■ Your task ■
Update the part of the records that opens with the line containing "Where can you see the dirt path" and closes with the line containing "Where can you see the tree canopy" by changing "dirt path" to "gravel trail", leaving everything else as it is. Give back only those lines.

Coordinate labeling data
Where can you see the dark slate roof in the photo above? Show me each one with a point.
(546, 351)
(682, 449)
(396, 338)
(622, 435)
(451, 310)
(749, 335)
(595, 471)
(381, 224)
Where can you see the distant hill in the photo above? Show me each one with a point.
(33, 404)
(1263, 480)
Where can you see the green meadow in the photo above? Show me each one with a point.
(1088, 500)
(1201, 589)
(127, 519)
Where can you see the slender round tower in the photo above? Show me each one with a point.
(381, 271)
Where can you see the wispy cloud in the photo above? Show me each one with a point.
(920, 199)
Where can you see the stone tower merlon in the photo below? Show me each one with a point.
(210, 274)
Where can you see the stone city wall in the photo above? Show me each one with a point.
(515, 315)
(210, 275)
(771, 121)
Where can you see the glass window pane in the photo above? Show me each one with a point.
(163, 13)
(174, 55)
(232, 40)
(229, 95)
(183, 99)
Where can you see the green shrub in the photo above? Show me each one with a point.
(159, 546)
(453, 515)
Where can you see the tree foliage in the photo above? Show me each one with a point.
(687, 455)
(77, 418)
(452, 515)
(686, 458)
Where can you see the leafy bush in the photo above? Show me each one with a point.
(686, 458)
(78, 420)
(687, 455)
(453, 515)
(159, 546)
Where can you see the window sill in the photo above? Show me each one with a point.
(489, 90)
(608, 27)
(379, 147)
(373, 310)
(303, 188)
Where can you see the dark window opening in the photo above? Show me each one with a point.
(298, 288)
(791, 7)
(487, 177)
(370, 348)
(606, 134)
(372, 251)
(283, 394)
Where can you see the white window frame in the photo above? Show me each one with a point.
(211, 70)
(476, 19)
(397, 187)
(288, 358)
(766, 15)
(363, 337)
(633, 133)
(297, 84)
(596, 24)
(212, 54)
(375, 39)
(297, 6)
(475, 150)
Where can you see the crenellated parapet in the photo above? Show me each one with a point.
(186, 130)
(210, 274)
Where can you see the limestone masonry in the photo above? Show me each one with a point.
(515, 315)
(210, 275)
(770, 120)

--

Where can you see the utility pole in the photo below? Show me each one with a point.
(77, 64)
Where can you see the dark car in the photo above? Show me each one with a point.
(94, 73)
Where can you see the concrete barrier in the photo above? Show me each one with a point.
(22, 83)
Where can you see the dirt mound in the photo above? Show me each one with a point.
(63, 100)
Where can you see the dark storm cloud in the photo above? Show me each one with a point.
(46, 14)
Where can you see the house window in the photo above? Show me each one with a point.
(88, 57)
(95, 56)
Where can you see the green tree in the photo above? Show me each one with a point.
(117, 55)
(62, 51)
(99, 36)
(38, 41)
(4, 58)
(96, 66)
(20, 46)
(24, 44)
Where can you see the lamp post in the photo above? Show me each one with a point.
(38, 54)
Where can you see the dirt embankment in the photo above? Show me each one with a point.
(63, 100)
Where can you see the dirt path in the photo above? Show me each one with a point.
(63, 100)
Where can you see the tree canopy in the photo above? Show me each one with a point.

■ The response ■
Where can you see the gravel trail in the photo above? Show me each one with a point.
(63, 100)
Where can you see the tree canopy in the photo above? Show me each one with a point.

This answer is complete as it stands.